▶ _THE DATA_
--
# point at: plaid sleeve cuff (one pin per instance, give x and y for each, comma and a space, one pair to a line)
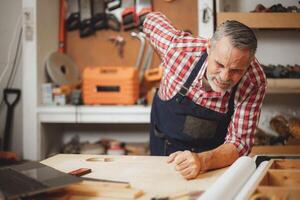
241, 147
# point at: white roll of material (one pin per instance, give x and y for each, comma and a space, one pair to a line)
230, 183
248, 188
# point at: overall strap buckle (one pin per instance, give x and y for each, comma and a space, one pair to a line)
183, 91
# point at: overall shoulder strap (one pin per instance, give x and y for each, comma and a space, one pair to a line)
184, 89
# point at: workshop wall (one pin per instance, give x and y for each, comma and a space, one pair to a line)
97, 50
10, 13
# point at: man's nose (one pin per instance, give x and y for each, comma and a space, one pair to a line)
225, 75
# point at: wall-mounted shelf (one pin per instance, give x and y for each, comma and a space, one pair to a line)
283, 85
263, 20
94, 114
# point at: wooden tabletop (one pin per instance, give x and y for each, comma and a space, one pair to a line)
152, 174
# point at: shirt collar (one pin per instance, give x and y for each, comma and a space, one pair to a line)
208, 91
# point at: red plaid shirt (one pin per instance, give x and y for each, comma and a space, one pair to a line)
180, 52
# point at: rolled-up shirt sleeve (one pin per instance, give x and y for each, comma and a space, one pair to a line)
241, 130
160, 32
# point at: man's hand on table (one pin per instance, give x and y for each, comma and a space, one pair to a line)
187, 163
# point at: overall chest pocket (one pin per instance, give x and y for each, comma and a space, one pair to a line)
199, 128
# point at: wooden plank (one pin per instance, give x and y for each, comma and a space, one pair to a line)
111, 192
263, 20
286, 164
278, 150
287, 178
291, 193
142, 172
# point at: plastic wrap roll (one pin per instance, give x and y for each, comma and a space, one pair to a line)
230, 183
248, 188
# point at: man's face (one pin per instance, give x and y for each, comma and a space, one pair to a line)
226, 65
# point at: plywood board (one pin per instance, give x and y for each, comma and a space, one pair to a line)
151, 174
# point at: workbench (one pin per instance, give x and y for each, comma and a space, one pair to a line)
152, 174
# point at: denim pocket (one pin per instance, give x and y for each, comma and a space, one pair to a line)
199, 128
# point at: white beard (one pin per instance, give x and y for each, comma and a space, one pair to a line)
213, 86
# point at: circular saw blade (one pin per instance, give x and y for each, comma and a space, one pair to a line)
62, 69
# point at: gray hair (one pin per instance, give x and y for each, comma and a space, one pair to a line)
240, 35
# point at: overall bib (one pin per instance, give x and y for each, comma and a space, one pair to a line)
179, 124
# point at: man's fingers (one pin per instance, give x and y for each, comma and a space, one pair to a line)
191, 175
172, 156
182, 166
185, 172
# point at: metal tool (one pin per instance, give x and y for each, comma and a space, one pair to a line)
141, 38
119, 41
113, 4
73, 19
99, 15
128, 15
86, 25
147, 59
10, 115
143, 7
62, 69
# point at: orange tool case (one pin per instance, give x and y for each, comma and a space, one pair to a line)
110, 85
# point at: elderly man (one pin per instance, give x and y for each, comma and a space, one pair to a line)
208, 104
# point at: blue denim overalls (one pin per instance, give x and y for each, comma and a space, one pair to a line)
179, 124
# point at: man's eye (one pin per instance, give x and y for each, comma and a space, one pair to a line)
236, 71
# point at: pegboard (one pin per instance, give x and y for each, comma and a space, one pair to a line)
97, 50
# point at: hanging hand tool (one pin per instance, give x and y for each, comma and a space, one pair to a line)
61, 36
113, 14
99, 15
147, 59
141, 38
10, 115
143, 7
113, 4
128, 15
73, 18
119, 41
86, 25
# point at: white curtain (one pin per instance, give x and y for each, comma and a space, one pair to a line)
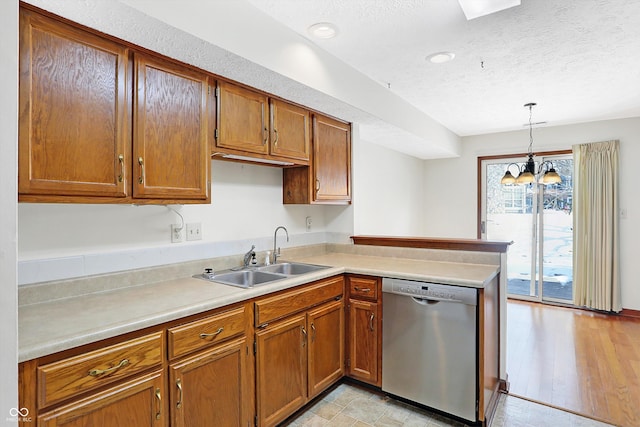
596, 272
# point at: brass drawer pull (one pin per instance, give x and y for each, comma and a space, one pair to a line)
141, 177
121, 160
179, 385
159, 402
203, 335
98, 372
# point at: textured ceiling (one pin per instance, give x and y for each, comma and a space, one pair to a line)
578, 59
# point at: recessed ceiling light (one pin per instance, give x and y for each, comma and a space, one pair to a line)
323, 30
474, 8
441, 57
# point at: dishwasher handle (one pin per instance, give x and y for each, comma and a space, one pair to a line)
435, 300
426, 301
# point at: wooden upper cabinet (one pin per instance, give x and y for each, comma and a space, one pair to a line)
73, 126
290, 130
331, 159
242, 119
254, 126
171, 154
328, 179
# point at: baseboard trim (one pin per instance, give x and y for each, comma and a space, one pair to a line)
539, 402
630, 313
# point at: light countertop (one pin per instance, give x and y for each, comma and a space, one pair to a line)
49, 327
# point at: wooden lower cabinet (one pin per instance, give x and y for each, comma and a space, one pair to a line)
281, 363
326, 346
363, 341
137, 402
297, 358
209, 389
364, 330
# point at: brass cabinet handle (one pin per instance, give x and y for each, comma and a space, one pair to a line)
159, 403
203, 335
98, 372
179, 385
121, 160
141, 163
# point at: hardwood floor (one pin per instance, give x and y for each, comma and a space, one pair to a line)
578, 360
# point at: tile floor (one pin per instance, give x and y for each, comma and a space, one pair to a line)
353, 406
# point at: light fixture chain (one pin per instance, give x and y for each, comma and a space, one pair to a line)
530, 128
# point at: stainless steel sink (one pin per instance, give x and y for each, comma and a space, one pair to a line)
292, 268
252, 276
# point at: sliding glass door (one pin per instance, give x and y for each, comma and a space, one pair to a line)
538, 220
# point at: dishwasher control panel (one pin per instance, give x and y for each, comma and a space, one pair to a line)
428, 290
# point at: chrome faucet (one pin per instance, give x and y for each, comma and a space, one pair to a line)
276, 253
249, 255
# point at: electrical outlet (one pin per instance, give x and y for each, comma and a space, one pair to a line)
194, 231
177, 233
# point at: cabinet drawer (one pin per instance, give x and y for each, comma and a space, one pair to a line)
68, 377
282, 305
202, 333
363, 288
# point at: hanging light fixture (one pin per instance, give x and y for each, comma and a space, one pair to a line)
527, 173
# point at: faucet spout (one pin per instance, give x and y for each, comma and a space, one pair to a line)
276, 253
249, 255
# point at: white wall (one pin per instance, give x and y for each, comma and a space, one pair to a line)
8, 218
58, 241
451, 203
388, 191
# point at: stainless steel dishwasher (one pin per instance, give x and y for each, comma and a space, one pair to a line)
429, 345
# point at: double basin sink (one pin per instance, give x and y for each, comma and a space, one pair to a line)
248, 277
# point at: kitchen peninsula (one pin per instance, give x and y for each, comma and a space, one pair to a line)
138, 332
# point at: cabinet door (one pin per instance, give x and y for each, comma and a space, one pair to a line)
242, 119
364, 331
73, 125
326, 346
331, 160
281, 369
208, 389
171, 147
290, 130
138, 402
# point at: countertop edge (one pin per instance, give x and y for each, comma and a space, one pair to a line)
60, 343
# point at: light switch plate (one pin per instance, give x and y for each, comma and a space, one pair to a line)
177, 233
194, 231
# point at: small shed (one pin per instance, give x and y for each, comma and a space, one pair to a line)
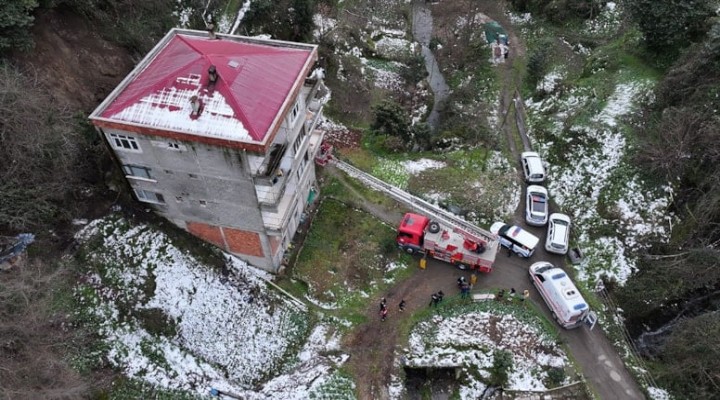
494, 31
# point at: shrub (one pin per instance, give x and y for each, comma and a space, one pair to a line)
556, 376
15, 23
391, 119
501, 368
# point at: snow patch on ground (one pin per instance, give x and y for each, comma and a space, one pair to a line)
414, 167
467, 342
594, 176
227, 333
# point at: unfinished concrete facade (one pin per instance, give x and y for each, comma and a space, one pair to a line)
217, 134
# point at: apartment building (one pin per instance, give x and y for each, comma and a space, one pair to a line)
217, 134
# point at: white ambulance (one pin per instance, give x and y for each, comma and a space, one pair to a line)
568, 307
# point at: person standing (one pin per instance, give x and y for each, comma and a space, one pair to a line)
433, 300
465, 290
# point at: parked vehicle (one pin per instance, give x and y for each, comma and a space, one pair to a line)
536, 205
515, 238
558, 237
533, 167
568, 307
418, 234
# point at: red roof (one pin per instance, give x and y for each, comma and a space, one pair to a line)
413, 224
254, 80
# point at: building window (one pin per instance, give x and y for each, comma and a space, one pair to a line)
294, 113
124, 142
299, 140
149, 197
137, 171
175, 146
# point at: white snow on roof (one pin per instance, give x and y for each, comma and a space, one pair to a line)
170, 109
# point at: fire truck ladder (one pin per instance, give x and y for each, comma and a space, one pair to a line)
419, 205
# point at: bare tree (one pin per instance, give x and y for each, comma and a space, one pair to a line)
39, 147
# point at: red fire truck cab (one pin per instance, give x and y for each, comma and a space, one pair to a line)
418, 234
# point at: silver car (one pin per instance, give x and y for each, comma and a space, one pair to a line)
536, 205
558, 237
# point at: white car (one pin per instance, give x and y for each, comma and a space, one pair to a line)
533, 167
558, 237
515, 238
536, 205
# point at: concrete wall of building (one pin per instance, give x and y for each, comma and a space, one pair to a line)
210, 191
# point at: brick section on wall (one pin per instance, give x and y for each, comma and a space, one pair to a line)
243, 242
274, 244
208, 233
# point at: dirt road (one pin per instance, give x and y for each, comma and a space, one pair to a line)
372, 345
--
▶ _WHAT IS REQUIRED_
Lines from the one containing "# point at: building" through the last line of the listing are to be restated word for word; no other line may appear.

▶ _ANSWER AREA_
# point at: building window (one pin per instance, give x and y for each, comma and a space, one pair to a line)
294, 113
124, 142
299, 140
149, 197
137, 171
175, 146
# point at: white snow on roof (one pin per instance, give x and y for each, comma and a space, one pair to a line)
170, 109
# point at: fire truck ladder (one pin per instance, give x and y for each, comma and a space, one pair to a line)
419, 205
# point at: bare tree (one pin per instance, give x and y for each, comma and a space, one pair to a line)
39, 147
# point at: red fire truck cab (one pin per instance, give x and y for each, comma and a space, one pair to a line)
418, 234
# point at: silver car (one pin per instance, give x and y for each, comma and a space, one pair to a line)
536, 205
558, 237
# point at: white car (one pin per instance, give x and y for each, comma and a space, one pair to a line)
533, 167
558, 237
515, 238
536, 205
# point at: concrete wall of building (one pin per instance, give x and y for each, comma and a space, one pair to a line)
210, 191
# point at: brick section on wall (one pin per instance, give x and y for each, comma and a space, one pair to a line)
243, 242
274, 244
208, 233
# point at: dirt road (one pin per instance, give x and y for each, comma and a space, one pair to a line)
372, 345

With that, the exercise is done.